_EXTRACT PROVIDED_:
+++

As Much as Needed for the Sake of the Climate, as Little as Possible for the Sake of Efficiency. A recent study commissioned by Agora Verkehrswende and Agora Energiewende investigates the costs and potential uses of fuels synthesized from renewable electricity.

As Germany’s climate change regulations become stricter – and the coalition agreement by the Social Democrats and the Christian conservatives makes sure they will – the country will need to phase out petroleum and natural gas and replace them in part with power-based synthetic fuels. A key step in achieving this is to decrease the costs of such fuels, which today are far more expensive than their fossil-based equivalents. Agora Energiewende and Agora Verkehrswende, two of Germany’s leading think tanks for clean-energy policy, believe that the challenge lies in the construction of new fuel production facilities with an installed capacity totalling 100 gigawatts globally. To this end, a “political consensus on the future of oil and gas” is necessary.

Fuels generated from renewable electricity have two crucial long-term applications in climate-friendly energy systems. First, they can be reconverted into electricity on calm, cloudy days, when feed-in from wind and solar power is low. Second, they can be used as a supplement in areas of the transport, heating, and industrial sectors where direct electricity is impractical. Indeed, from standpoint of today’s technology, renewable synthetic fuels will play an indispensable role in the deep decarbonisation of these sectors.

+++

_STATED EXERCISE_:
Reproduce the entire excerpt on synthetic fuels above word for word. Rely solely on the excerpt on synthetic fuels above.

_GIVEN INFORMATION_:
+++

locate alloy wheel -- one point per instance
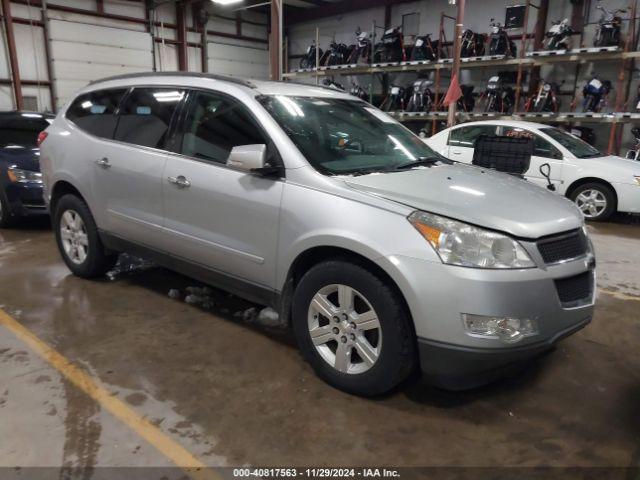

+++

_REPLY_:
As Much as Needed for the Sake of the Climate, as Little as Possible for the Sake of Efficiency. A recent study commissioned by Agora Verkehrswende and Agora Energiewende investigates the costs and potential uses of fuels synthesized from renewable electricity.

As Germany’s climate change regulations become stricter – and the coalition agreement by the Social Democrats and the Christian conservatives makes sure they will – the country will need to phase out petroleum and natural gas and replace them in part with power-based synthetic fuels. A key step in achieving this is to decrease the costs of such fuels, which today are far more expensive than their fossil-based equivalents. Agora Energiewende and Agora Verkehrswende, two of Germany’s leading think tanks for clean-energy policy, believe that the challenge lies in the construction of new fuel production facilities with an installed capacity totalling 100 gigawatts globally. To this end, a “political consensus on the future of oil and gas” is necessary.

Fuels generated from renewable electricity have two crucial long-term applications in climate-friendly energy systems. First, they can be reconverted into electricity on calm, cloudy days, when feed-in from wind and solar power is low. Second, they can be used as a supplement in areas of the transport, heating, and industrial sectors where direct electricity is impractical. Indeed, from standpoint of today’s technology, renewable synthetic fuels will play an indispensable role in the deep decarbonisation of these sectors.